EXCERPT PROVIDED:
== Segment start ==
Older ESG Funds Outperform Their Newer Rivals in Market Tumult
ESG investment funds with longer track records are outperforming their newer rivals in the most tumultuous markets since the 2008 global financial crisis.
Of the more than 2,800 ESG-themed funds tracked globally by Bloomberg, about 400 were in positive territory for the year before Friday’s stock market rebound. There were 45 funds that have managed to hold onto gains of more than 10% year-to-date and more than 70% of those funds opened before 2015. This year’s top performers, as of Thursday, were the 12-year-old Martin Investments Eco Investing and 10-year-old Ari Global Opportunities — both separately managed accounts that are up almost 40% so far this year, buoyed by big positions in health-care, pharmaceuticals and technology stocks, according to data compiled by Bloomberg.
“Potential for outperformance may be related to the longer-term nature of good ESG integration,” said Erika Karp, founder and chief executive officer of Cornerstone Capital Group, which oversees more than $1 billion for clients.
The market for funds that focus on environmental, social and governance investment principles has ballooned in recent years with more than 1,000 opening since 2015. The increase means most ESG funds now find themselves in uncharted territory as markets crater. The funds fell by an average 12.2% this year as of Thursday, compared with the 23.2% slump of the Standard & Poor’s 500 Index, according to Bloomberg data. Parnassus Core Equity, the largest ESG-focused fund in the U.S. with about $17 billion of assets, has declined 21.2%.
== Segment end ==
MATERIAL PROVIDED:
== Segment start ==
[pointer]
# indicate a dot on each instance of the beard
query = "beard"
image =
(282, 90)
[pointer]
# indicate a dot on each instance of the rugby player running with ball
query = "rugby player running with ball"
== Segment end ==
TASK PROMPT: Continue the article on older ESG funds outperforming newer ones, starting after its final sentence.

EXERCISE RESPONSE:
Managers of sustainable funds have long said they can use ESG factors to limit risks in their portfolios. They are often heavily invested in technology and health-care stocks and they typically have little or no holdings in fossil-fuel companies, which have plunged in value as oil prices fell the most since the Gulf War of the early 1990s. At the same time, they tend to be underexposed to heavy-polluting companies such as cruise-line operators and airlines.
Carnival Corp., Royal Caribbean Cruises Ltd. and Norwegian Cruise Line Holdings Ltd. have seen their market values crushed this year because of the coronavirus, while airlines from Qantas Airways Ltd. to American Airlines Group Inc. have suffered from record declines in customer demand.
“Every time we go through a significant change in oil prices, be it up or down, it increases the case for developing non fossil-fuel methods of generating energy,” said Cheryl Smith, a money manager at Trillium Asset Management in Boston.
Trillium managed $3.2 billion at the end of last year. The Trillium Large Cap Core strategy, which is a separately managed account, has lost 9% this year.
About a third of the 303 U.S. sustainable funds tracked by Morningstar Inc., managing a combined $140 billion, are less than 10 years old and, so far, the funds are weathering the stock market slump better than traditional equity funds. For the year through March 10, about 41% of ESG funds are ranked in their category’s top quartile, while only 11% are in their category’s bottom quartile, according to Chicago-based Morningstar.
“ESG funds, as they mature, are becoming pretty good all-weather funds,” said Jon Hale, head of sustainability research at Morningstar.